Data records
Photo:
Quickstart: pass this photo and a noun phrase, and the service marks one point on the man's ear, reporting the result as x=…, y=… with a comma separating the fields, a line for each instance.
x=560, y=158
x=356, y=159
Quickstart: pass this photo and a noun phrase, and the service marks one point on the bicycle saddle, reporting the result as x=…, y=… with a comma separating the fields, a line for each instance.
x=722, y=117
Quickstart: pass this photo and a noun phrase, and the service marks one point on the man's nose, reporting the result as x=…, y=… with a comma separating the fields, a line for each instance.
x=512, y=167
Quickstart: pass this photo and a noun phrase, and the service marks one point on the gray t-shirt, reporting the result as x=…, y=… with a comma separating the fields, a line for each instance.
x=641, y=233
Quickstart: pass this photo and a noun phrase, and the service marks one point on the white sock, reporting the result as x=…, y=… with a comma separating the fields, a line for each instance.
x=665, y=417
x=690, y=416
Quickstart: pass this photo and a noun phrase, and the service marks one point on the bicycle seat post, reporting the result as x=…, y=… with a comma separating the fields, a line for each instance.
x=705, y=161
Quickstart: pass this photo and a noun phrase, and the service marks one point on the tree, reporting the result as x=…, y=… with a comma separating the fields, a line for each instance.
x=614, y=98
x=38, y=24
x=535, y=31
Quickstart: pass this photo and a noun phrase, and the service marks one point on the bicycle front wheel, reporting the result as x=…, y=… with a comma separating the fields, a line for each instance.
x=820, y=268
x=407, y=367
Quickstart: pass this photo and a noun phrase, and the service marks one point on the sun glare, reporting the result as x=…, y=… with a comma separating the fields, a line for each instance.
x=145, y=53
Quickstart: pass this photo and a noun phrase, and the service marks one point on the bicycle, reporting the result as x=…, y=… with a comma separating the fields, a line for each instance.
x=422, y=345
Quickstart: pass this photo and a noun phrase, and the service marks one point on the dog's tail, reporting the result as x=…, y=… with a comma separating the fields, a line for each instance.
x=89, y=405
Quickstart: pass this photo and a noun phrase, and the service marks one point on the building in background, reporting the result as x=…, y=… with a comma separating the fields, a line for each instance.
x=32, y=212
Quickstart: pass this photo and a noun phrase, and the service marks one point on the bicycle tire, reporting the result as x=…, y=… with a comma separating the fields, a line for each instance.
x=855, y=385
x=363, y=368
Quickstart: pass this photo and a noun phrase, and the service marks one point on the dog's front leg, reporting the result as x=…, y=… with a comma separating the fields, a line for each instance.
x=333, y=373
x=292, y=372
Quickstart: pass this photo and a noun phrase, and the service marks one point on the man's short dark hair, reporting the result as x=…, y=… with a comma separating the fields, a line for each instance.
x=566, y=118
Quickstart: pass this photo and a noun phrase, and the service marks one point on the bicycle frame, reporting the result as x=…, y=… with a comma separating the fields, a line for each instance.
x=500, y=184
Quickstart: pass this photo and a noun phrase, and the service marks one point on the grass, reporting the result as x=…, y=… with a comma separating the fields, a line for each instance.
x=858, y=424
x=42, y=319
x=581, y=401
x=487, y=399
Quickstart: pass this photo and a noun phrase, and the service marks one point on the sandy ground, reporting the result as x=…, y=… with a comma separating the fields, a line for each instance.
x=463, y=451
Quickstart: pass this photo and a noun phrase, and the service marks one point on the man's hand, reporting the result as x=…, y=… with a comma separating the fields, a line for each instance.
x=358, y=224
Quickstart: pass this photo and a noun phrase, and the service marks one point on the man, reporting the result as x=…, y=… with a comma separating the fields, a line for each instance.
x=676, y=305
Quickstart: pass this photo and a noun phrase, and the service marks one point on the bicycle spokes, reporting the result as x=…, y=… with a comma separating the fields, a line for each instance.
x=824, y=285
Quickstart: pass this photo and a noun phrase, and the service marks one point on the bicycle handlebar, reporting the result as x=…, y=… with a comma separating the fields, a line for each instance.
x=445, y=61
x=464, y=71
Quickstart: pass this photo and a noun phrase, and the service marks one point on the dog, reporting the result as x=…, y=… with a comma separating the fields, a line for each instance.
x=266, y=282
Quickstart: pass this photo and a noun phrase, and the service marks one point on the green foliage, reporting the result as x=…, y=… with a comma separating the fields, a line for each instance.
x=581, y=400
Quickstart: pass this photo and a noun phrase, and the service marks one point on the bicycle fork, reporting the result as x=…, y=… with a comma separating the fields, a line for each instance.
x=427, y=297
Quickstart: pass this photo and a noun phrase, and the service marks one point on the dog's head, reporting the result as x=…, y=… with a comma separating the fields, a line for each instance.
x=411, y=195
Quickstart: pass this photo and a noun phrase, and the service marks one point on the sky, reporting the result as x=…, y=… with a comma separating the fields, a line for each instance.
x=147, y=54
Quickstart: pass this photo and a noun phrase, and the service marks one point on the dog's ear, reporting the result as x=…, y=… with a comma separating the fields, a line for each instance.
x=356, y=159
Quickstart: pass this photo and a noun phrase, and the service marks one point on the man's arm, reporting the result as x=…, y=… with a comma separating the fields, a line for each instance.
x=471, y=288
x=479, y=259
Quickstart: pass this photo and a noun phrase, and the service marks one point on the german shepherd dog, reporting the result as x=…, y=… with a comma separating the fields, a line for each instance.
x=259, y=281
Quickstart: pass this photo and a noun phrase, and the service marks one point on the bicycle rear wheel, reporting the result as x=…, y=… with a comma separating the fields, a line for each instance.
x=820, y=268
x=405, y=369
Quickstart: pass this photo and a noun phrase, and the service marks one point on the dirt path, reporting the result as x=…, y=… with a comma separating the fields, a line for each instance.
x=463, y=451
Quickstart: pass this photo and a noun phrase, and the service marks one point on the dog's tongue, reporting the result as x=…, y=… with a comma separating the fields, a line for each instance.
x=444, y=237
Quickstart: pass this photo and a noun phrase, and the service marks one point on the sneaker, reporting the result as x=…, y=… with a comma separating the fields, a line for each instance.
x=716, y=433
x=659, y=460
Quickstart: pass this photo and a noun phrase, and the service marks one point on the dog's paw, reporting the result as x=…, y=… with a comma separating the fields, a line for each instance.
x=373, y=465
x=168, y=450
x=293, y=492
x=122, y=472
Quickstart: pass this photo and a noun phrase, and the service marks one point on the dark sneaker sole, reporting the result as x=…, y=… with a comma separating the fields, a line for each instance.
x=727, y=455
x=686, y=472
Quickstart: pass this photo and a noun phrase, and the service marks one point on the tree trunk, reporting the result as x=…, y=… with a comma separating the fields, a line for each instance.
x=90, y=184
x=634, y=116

Task brief
Reproduce only the part of the records that opens with the line containing "bicycle fork, reporting" and closes with the line containing "x=427, y=297", requests included. Scale every x and y coordinate in the answers by 0.55 and round to whole numbers, with halves rounded up.

Result below
Quickstart: pass this photo and a noun phrase, and the service marks one point on the bicycle fork, reporting the result as x=…, y=… with a comma separating the fields, a line for each instance.
x=235, y=163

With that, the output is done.